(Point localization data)

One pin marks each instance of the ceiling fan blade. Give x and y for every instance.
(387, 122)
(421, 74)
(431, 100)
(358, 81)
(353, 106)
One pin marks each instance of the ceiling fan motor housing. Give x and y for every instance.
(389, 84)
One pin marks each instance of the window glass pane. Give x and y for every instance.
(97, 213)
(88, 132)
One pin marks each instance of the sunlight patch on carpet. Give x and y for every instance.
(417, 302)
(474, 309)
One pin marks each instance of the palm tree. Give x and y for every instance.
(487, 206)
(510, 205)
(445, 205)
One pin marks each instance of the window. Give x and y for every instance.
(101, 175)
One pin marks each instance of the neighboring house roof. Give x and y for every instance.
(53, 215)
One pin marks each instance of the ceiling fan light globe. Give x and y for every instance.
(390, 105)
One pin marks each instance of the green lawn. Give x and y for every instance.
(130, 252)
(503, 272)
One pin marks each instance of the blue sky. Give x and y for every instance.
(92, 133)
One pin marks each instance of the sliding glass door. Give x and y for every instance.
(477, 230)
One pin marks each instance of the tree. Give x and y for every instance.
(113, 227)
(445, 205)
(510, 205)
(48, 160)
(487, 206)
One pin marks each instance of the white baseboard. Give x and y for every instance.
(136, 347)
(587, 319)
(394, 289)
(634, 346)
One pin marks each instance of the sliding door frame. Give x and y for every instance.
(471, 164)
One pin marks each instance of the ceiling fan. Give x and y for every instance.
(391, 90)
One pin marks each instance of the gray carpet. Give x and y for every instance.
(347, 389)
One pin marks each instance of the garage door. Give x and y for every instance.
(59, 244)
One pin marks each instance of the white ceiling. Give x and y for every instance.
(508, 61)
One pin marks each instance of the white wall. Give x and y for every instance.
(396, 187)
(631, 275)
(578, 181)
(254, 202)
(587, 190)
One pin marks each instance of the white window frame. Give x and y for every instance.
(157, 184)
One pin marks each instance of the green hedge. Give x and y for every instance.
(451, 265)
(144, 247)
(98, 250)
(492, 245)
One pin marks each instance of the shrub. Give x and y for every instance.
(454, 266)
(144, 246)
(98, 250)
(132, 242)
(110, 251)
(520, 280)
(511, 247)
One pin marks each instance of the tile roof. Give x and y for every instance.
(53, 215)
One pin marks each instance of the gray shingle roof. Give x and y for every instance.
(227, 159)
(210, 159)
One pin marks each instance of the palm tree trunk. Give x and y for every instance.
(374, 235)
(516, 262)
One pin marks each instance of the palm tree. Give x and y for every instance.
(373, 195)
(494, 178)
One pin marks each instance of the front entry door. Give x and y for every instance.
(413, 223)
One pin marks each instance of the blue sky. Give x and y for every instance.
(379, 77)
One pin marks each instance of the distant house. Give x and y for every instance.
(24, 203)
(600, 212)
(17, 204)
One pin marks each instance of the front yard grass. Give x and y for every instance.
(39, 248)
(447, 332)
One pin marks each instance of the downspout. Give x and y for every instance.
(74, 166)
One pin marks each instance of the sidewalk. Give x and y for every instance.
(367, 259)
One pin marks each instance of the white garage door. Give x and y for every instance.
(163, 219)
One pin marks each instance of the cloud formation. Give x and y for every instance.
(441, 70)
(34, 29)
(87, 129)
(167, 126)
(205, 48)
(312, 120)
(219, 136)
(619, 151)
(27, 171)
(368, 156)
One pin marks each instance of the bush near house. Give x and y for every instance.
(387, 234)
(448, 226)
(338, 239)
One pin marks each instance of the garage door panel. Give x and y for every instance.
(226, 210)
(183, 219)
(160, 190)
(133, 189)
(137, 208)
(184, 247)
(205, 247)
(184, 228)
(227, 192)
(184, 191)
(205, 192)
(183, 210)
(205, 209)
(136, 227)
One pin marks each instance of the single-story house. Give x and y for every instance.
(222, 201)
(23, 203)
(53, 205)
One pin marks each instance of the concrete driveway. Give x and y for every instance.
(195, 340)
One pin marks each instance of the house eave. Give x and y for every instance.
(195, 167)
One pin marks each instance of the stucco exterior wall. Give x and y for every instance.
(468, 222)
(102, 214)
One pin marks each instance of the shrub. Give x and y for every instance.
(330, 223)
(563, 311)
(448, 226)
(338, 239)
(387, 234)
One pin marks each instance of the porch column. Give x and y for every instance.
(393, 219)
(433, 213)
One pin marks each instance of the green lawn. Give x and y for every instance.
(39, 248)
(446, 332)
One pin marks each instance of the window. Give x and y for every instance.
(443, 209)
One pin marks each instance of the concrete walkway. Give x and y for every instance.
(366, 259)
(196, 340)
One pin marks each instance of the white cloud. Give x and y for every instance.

**INSTRUCTIONS TO FOLLOW**
Write the data out again, verbatim.

**WRITTEN REPLY**
One pin marks each instance of the ceiling fan blade. Give x and y for every instance.
(387, 122)
(421, 74)
(431, 100)
(358, 81)
(353, 106)
One pin marks each instance of the ceiling fan motor housing. Give x and y for every instance.
(389, 84)
One pin marks each instance of the window glass pane. Give x and y for every instance.
(97, 213)
(88, 132)
One pin marks each instance of the sunlight patch on carpet. Give x and y for every instance.
(417, 302)
(474, 309)
One pin marks each instance of the palm tree. Give x and y for every instance.
(487, 206)
(510, 205)
(445, 205)
One pin marks each instance of the window. Give x and y for every instance.
(101, 175)
One pin marks each instance of the neighboring house roof. Give x and y for every instance.
(53, 215)
One pin marks each instance of the ceiling fan light globe. Give x and y for every instance.
(390, 105)
One pin marks each instance of the green lawn. Give x and y for every instance.
(130, 252)
(503, 272)
One pin marks each instance of the blue sky. Give x and y for every instance.
(92, 133)
One pin marks each instance of the sliding glass door. Give x and y for every instance.
(477, 230)
One pin marks each instance of the tree. Give x and y for every instance.
(113, 227)
(445, 205)
(510, 205)
(48, 160)
(487, 206)
One pin marks each instance of the white baseboard. Give x and y for every instance.
(136, 347)
(587, 319)
(394, 289)
(634, 346)
One pin marks each instance of the sliding door frame. Give x and y for every instance.
(471, 164)
One pin marks each instance of the ceiling fan. Give x and y for every instance.
(391, 90)
One pin marks each instance of the gray carpet. Give x and y for every instance.
(347, 389)
One pin marks each instance of the garage door. Give x and y for every instance.
(59, 244)
One pin marks each instance of the white ceiling. Give x and y for every instance.
(508, 61)
One pin marks each instance of the white wall. Give x and y for every instance.
(396, 187)
(631, 275)
(578, 181)
(254, 202)
(587, 190)
One pin marks each instance of the white window frame. Give x and y for every instance.
(157, 184)
One pin marks each instance of the green hedge. Give x and y for every instance.
(451, 265)
(144, 247)
(98, 250)
(492, 245)
One pin marks each instance of the shrub. Give x and y for every instance.
(454, 266)
(144, 246)
(98, 250)
(132, 242)
(110, 251)
(520, 280)
(511, 247)
One pin marks each instance of the tile roof. Give x and y for every instance.
(53, 215)
One pin marks each instance of the gray shingle roof. Give x and y for every instance.
(227, 159)
(210, 159)
One pin marks each instance of the palm tree trunk. Give x and y for every instance.
(374, 235)
(516, 262)
One pin marks each instance of the palm tree. Give x and y for every instance.
(373, 195)
(494, 178)
One pin marks each instance of the front entry door. Give x and y for every instance.
(413, 223)
One pin marks each instance of the blue sky. Give x and y for every instance.
(379, 77)
One pin marks each instance of the distant house. Give x and y for every instance.
(24, 203)
(600, 212)
(17, 204)
One pin marks each instance of the front yard grass. Give x and y for every instance.
(39, 248)
(447, 332)
One pin marks each instance of the downspout. Give x and y for every instance.
(74, 166)
One pin marks each instance of the sidewalk. Give x and y for every instance.
(367, 259)
One pin marks each instance of the white garage door. Give x and y for every instance.
(163, 219)
One pin marks each instance of the cloud formation. Give x and y for every instance.
(441, 70)
(34, 29)
(87, 129)
(167, 126)
(205, 48)
(312, 120)
(219, 136)
(619, 151)
(27, 171)
(368, 156)
One pin marks each instance of the bush near house. Give x and y for every instance.
(387, 234)
(448, 226)
(338, 239)
One pin marks each instance of the garage door panel. Give x and y for every instance.
(226, 210)
(183, 219)
(160, 190)
(133, 189)
(137, 208)
(184, 247)
(205, 247)
(184, 228)
(227, 192)
(184, 191)
(205, 192)
(183, 210)
(205, 209)
(136, 227)
One pin marks each instance of the single-story house. Give x and y for every instance.
(222, 201)
(23, 203)
(53, 205)
One pin marks each instance of the concrete driveway. Give x and y for every instance.
(195, 340)
One pin marks each instance of the house eave. Give x and y for every instance.
(195, 167)
One pin marks each instance of the stucco exterior wall. Give x and y for every instance.
(468, 222)
(102, 214)
One pin marks each instance of the shrub. Give x and y for every instance.
(330, 223)
(563, 311)
(448, 226)
(338, 239)
(387, 234)
One pin marks each instance of the porch column. Give x and y for every instance.
(393, 219)
(433, 213)
One pin marks each instance of the green lawn. Give x and y for every instance.
(39, 248)
(446, 332)
One pin marks each instance of the window. Give x and y for every instance.
(443, 209)
One pin marks each instance of the concrete walkway. Give x and y for every instance.
(366, 259)
(196, 340)
One pin marks each instance of the white cloud. Give x and y for every instance.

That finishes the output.